→ **What is required**
Convert everything from the line containing "Where can the watch" down to the final one of the lines below into a JSON list of strings, one string per line, skipping blank lines. Leave the pictures out.

→ **Materials provided**
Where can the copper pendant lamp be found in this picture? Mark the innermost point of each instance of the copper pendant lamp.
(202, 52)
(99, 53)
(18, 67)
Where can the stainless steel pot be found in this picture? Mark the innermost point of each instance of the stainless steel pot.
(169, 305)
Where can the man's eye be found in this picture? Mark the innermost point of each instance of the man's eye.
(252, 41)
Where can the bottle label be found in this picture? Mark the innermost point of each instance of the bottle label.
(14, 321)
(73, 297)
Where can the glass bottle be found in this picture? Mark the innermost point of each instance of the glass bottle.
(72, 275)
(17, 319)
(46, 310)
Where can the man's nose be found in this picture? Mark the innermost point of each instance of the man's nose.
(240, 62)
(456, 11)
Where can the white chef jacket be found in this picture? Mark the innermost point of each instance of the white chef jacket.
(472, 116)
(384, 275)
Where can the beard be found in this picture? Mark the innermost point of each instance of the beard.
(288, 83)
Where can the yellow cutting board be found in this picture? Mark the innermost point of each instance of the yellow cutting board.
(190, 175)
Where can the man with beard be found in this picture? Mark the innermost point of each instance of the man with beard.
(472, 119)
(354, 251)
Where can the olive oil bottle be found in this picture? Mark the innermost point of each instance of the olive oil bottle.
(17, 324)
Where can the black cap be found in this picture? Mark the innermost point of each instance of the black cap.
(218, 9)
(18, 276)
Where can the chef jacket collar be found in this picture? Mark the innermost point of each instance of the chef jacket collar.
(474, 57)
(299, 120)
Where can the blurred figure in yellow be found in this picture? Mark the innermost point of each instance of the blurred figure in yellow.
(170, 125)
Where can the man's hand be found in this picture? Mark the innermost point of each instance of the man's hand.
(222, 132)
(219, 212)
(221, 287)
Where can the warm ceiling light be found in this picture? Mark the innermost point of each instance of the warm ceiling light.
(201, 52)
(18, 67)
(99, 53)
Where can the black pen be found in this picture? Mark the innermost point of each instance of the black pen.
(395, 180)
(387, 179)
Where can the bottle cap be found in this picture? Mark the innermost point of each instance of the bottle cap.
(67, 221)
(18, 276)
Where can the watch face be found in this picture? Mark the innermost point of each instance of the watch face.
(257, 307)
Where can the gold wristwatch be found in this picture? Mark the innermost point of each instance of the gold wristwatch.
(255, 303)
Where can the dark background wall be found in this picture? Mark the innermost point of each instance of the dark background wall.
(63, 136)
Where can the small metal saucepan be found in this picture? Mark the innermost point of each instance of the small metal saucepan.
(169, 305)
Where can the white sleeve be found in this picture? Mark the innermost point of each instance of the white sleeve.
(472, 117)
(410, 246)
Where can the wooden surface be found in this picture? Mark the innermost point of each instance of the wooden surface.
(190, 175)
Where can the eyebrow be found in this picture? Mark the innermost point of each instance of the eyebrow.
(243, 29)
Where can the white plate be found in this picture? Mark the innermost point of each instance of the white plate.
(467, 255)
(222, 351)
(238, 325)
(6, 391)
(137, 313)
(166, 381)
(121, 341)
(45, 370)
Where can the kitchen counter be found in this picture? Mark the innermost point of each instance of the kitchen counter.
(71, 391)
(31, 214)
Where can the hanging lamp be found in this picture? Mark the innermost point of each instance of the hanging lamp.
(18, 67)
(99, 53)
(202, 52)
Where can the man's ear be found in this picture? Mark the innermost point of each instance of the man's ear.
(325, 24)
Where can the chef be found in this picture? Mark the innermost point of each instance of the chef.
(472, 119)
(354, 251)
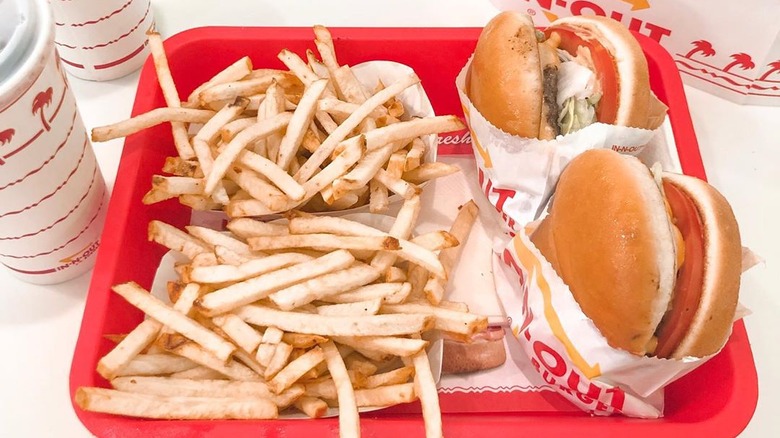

→ **Result**
[
  "Where can the watch face be found in this picture? Mark the innermost point of each instance of the watch face.",
  "(257, 307)",
  "Where can the gold wristwatch be found in this picture? Mark the innermost point of each instance of the gold wristwatch.",
  "(255, 303)",
  "Where can the dark background wall be found in this picture? Mark the innermost point of each instance of the dark background wall.",
  "(63, 136)",
  "Where can the small metal saucepan be found in this picture? Mark the innermost point of each instance of the small metal saucepan.",
  "(169, 305)",
  "Where can the white sleeve be found in this picture? Mark the innermost point of each instance of the white sleeve.",
  "(472, 117)",
  "(410, 246)",
  "Where can the wooden surface be found in this picture? Mark the innermost point of each instance of the wooden surface.",
  "(190, 175)",
  "Where can the eyebrow be found in this picture? Mark the innermost point of each instance of the eyebrow.",
  "(243, 29)",
  "Where can the white plate be found in this picture? Mark the innermost point of each instance of the white plate.",
  "(467, 255)",
  "(222, 351)",
  "(238, 325)",
  "(6, 391)",
  "(137, 313)",
  "(166, 381)",
  "(121, 341)",
  "(45, 370)",
  "Where can the kitchen counter be found in this picture? Mark the innermost point of each instance of the kitchen counter.",
  "(71, 391)",
  "(31, 214)",
  "Where can the hanging lamp be found in this picture? Mark the innermost point of each instance of the hanging lamp.",
  "(18, 67)",
  "(99, 53)",
  "(202, 52)",
  "Where can the man's ear be found in this picture? Mark the innermost point of each instance of the man's ear.",
  "(325, 24)",
  "Where can the chef be found in this picture? Mark the innermost point of each instance of the chef.",
  "(472, 119)",
  "(354, 251)"
]